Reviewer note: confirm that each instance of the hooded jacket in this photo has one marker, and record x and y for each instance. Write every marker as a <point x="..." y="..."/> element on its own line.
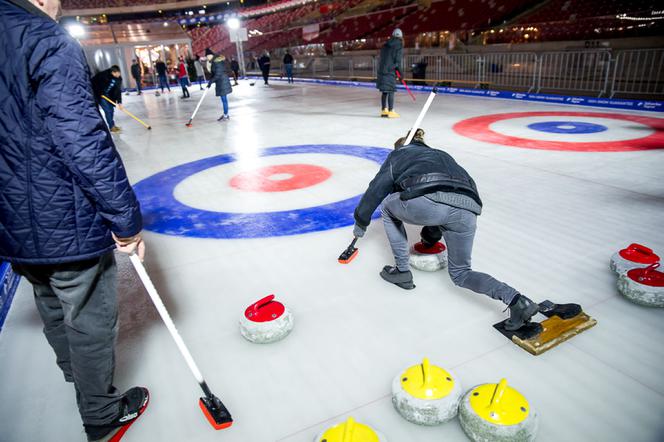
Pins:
<point x="415" y="170"/>
<point x="63" y="186"/>
<point x="390" y="60"/>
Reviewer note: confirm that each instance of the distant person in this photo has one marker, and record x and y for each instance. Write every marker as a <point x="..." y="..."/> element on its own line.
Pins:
<point x="66" y="205"/>
<point x="264" y="64"/>
<point x="220" y="79"/>
<point x="200" y="73"/>
<point x="288" y="66"/>
<point x="423" y="186"/>
<point x="183" y="77"/>
<point x="108" y="84"/>
<point x="160" y="68"/>
<point x="136" y="73"/>
<point x="235" y="67"/>
<point x="388" y="63"/>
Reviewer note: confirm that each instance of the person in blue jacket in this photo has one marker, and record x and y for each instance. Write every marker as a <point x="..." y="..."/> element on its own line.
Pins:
<point x="66" y="205"/>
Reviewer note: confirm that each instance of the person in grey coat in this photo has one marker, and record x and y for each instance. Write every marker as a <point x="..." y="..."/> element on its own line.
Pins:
<point x="388" y="63"/>
<point x="220" y="77"/>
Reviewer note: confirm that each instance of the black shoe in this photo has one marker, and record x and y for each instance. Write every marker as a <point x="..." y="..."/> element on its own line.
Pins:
<point x="521" y="310"/>
<point x="397" y="277"/>
<point x="133" y="404"/>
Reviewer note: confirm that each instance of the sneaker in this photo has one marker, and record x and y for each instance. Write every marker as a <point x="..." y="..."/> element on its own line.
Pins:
<point x="134" y="402"/>
<point x="521" y="310"/>
<point x="397" y="277"/>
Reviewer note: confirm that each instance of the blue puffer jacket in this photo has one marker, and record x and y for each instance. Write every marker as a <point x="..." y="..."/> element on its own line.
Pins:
<point x="63" y="187"/>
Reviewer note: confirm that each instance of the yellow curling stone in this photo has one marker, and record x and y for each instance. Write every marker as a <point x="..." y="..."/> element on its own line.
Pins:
<point x="497" y="413"/>
<point x="350" y="431"/>
<point x="426" y="394"/>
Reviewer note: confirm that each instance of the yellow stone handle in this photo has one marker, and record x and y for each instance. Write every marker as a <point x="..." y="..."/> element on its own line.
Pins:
<point x="498" y="394"/>
<point x="426" y="372"/>
<point x="349" y="429"/>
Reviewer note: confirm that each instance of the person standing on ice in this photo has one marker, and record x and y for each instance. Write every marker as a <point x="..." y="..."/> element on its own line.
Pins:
<point x="108" y="83"/>
<point x="426" y="187"/>
<point x="388" y="63"/>
<point x="200" y="73"/>
<point x="183" y="76"/>
<point x="220" y="78"/>
<point x="66" y="205"/>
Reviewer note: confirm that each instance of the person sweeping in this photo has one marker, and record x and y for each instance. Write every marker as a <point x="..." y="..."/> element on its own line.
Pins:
<point x="220" y="78"/>
<point x="423" y="186"/>
<point x="388" y="63"/>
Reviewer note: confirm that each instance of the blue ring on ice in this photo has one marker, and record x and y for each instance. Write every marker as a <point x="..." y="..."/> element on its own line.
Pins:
<point x="163" y="213"/>
<point x="567" y="127"/>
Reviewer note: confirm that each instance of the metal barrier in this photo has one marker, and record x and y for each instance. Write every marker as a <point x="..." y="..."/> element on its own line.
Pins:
<point x="590" y="72"/>
<point x="574" y="71"/>
<point x="638" y="72"/>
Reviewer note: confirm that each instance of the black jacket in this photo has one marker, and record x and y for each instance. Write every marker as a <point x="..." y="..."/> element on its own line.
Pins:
<point x="104" y="83"/>
<point x="220" y="73"/>
<point x="390" y="60"/>
<point x="62" y="183"/>
<point x="415" y="170"/>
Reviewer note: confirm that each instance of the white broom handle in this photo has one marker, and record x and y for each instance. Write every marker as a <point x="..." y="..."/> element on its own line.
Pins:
<point x="199" y="104"/>
<point x="152" y="291"/>
<point x="420" y="117"/>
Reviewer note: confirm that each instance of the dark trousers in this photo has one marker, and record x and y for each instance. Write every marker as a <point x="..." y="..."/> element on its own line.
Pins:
<point x="77" y="303"/>
<point x="109" y="110"/>
<point x="163" y="83"/>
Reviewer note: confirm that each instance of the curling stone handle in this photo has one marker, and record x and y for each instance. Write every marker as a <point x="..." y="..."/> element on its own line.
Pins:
<point x="498" y="393"/>
<point x="426" y="371"/>
<point x="640" y="249"/>
<point x="263" y="302"/>
<point x="349" y="429"/>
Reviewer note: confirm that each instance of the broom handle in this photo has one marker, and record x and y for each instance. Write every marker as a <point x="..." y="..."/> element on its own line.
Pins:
<point x="152" y="291"/>
<point x="126" y="111"/>
<point x="420" y="117"/>
<point x="199" y="104"/>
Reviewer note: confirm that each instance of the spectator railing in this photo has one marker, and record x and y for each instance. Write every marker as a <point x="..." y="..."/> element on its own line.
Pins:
<point x="639" y="72"/>
<point x="590" y="72"/>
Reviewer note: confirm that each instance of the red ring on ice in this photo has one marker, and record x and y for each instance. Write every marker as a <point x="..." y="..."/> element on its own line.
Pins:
<point x="477" y="128"/>
<point x="280" y="178"/>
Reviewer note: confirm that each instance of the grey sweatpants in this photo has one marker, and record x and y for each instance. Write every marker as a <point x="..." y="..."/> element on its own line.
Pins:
<point x="78" y="306"/>
<point x="458" y="228"/>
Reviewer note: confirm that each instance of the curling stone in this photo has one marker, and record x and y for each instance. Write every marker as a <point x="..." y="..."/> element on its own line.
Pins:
<point x="643" y="286"/>
<point x="350" y="431"/>
<point x="266" y="321"/>
<point x="428" y="259"/>
<point x="632" y="257"/>
<point x="497" y="413"/>
<point x="425" y="394"/>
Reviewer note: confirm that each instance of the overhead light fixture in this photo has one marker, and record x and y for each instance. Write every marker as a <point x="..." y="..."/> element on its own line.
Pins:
<point x="76" y="30"/>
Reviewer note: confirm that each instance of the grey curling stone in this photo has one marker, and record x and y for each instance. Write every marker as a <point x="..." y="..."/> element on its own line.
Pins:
<point x="480" y="430"/>
<point x="269" y="331"/>
<point x="639" y="293"/>
<point x="319" y="437"/>
<point x="427" y="262"/>
<point x="426" y="411"/>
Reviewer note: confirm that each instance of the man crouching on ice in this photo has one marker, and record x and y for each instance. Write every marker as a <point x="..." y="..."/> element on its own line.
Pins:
<point x="426" y="187"/>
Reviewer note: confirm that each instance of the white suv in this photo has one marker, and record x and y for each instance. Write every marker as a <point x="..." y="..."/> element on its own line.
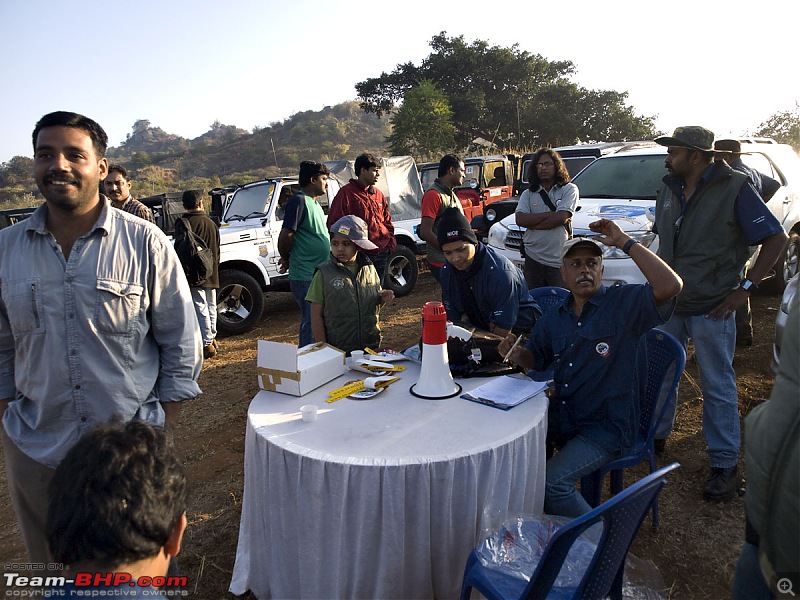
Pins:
<point x="623" y="187"/>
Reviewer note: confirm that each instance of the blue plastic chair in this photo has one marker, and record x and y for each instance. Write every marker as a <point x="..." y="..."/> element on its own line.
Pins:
<point x="665" y="359"/>
<point x="621" y="517"/>
<point x="546" y="298"/>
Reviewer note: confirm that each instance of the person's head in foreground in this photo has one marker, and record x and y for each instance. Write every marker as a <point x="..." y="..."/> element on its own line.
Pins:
<point x="117" y="502"/>
<point x="456" y="239"/>
<point x="348" y="235"/>
<point x="582" y="266"/>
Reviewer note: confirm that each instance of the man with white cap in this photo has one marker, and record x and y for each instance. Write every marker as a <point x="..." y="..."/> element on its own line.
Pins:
<point x="707" y="216"/>
<point x="590" y="341"/>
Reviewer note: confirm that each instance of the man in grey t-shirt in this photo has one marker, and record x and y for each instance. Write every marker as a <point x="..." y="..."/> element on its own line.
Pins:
<point x="545" y="210"/>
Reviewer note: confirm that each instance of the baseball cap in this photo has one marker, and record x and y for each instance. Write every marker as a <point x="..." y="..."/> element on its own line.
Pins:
<point x="355" y="229"/>
<point x="453" y="226"/>
<point x="580" y="241"/>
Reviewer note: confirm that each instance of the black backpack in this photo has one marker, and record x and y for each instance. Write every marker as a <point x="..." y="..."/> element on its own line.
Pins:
<point x="195" y="256"/>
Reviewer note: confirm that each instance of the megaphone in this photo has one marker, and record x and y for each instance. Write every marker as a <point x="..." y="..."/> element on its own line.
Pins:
<point x="435" y="381"/>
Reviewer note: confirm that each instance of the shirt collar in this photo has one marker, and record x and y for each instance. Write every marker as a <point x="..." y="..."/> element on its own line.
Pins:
<point x="362" y="187"/>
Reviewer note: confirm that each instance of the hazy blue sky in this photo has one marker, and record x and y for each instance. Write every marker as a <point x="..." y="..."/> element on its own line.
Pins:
<point x="183" y="64"/>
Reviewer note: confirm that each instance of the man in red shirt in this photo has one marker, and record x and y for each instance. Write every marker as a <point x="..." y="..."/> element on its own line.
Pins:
<point x="361" y="198"/>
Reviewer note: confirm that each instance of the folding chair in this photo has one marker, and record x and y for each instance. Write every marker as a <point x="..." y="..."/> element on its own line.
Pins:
<point x="546" y="298"/>
<point x="665" y="359"/>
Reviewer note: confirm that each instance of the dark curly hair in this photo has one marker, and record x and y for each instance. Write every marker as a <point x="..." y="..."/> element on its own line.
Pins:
<point x="116" y="496"/>
<point x="561" y="174"/>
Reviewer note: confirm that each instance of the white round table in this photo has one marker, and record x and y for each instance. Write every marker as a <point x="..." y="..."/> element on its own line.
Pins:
<point x="380" y="498"/>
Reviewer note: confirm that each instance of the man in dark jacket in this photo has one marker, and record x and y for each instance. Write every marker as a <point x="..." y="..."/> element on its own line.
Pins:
<point x="362" y="199"/>
<point x="204" y="295"/>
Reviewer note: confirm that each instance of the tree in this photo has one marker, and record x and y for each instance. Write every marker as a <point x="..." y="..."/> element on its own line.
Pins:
<point x="423" y="126"/>
<point x="783" y="127"/>
<point x="17" y="171"/>
<point x="507" y="96"/>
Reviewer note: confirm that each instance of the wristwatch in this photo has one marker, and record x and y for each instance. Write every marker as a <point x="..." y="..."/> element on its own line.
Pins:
<point x="626" y="248"/>
<point x="748" y="286"/>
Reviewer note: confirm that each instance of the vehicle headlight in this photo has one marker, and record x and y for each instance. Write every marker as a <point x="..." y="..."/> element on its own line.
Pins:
<point x="789" y="294"/>
<point x="497" y="235"/>
<point x="645" y="238"/>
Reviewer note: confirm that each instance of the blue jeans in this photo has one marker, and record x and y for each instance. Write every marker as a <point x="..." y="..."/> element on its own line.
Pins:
<point x="714" y="345"/>
<point x="299" y="290"/>
<point x="577" y="458"/>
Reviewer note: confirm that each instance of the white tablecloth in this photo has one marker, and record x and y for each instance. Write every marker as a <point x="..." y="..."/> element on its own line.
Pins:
<point x="380" y="498"/>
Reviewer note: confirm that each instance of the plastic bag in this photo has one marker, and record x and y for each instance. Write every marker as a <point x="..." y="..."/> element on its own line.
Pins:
<point x="516" y="548"/>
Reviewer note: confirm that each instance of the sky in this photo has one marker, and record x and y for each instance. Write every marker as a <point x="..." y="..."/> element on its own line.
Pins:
<point x="183" y="64"/>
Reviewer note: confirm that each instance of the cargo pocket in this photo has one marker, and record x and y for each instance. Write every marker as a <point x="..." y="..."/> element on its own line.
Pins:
<point x="118" y="307"/>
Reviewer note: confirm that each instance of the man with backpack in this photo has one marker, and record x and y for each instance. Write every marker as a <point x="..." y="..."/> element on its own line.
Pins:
<point x="197" y="245"/>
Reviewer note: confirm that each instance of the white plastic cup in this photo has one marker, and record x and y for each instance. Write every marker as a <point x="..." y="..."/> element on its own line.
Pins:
<point x="308" y="412"/>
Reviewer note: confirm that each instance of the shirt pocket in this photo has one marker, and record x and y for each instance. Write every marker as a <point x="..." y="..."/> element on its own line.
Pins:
<point x="24" y="303"/>
<point x="118" y="306"/>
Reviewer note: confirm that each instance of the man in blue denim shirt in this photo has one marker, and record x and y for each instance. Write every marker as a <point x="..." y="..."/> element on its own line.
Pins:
<point x="96" y="319"/>
<point x="590" y="341"/>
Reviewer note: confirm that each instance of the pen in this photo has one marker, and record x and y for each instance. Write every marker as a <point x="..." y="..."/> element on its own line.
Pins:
<point x="505" y="359"/>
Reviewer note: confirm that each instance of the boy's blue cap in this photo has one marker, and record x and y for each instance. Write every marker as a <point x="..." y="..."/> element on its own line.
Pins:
<point x="355" y="229"/>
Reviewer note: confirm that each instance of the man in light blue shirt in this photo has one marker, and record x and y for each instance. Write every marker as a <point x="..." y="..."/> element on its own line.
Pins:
<point x="96" y="319"/>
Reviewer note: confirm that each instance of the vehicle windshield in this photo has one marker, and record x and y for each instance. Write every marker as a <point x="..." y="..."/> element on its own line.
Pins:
<point x="574" y="166"/>
<point x="249" y="201"/>
<point x="632" y="177"/>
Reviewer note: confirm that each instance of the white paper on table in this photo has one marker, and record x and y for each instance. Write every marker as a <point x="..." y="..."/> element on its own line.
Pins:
<point x="507" y="390"/>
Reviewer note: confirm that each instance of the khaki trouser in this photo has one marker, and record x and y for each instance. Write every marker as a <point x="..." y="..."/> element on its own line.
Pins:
<point x="27" y="487"/>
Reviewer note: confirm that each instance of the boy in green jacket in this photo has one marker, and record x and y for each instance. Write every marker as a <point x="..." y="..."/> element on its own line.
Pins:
<point x="345" y="292"/>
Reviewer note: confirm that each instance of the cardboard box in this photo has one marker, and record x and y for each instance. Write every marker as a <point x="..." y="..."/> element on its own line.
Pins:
<point x="291" y="370"/>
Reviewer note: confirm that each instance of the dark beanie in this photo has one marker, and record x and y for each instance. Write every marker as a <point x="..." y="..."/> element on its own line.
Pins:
<point x="453" y="226"/>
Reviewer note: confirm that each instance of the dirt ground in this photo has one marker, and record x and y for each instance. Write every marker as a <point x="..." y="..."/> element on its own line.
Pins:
<point x="695" y="548"/>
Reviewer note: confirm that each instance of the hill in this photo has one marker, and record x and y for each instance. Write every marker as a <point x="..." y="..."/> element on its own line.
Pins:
<point x="225" y="154"/>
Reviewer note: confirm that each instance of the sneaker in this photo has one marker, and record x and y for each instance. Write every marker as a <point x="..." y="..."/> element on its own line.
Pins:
<point x="722" y="484"/>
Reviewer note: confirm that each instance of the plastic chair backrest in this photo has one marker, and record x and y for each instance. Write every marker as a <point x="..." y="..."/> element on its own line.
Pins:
<point x="548" y="297"/>
<point x="662" y="352"/>
<point x="621" y="515"/>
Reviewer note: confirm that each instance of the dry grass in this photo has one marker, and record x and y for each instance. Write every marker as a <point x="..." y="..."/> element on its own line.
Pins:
<point x="695" y="548"/>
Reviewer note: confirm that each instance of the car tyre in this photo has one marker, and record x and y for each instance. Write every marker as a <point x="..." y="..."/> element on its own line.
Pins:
<point x="401" y="271"/>
<point x="240" y="302"/>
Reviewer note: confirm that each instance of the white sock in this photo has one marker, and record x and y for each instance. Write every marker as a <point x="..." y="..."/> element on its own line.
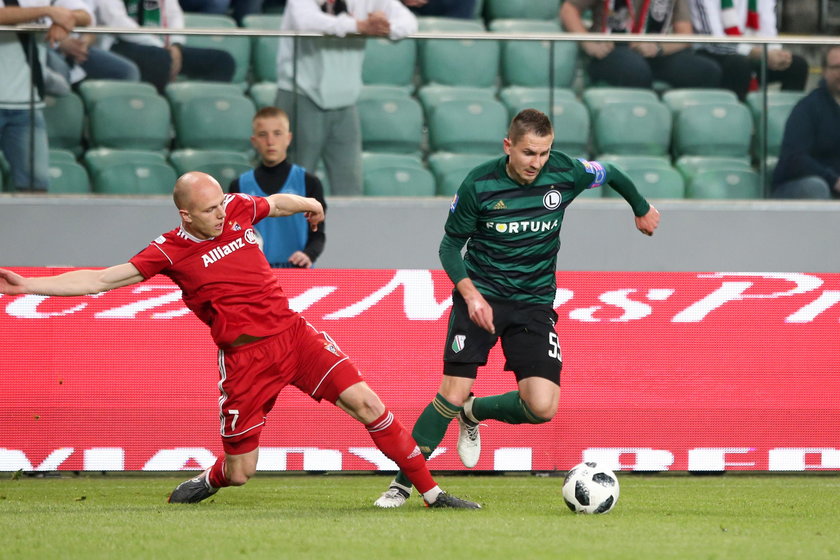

*EXERCISE:* Scan the data above, find each line with "backpack", and copy it.

*RESPONSE FOR THIS EXERCISE:*
Reviewer note: confirm that each instance of the black backpack in this photo has one marker, and record x and y for each instance. Write every marker as a <point x="..." y="..."/> element on its own line.
Reviewer note: confirm that each instance of the man with backpack in this photo has one marker, and record x and y for each instance. Write every marker as a <point x="..." y="..."/> element on its own line.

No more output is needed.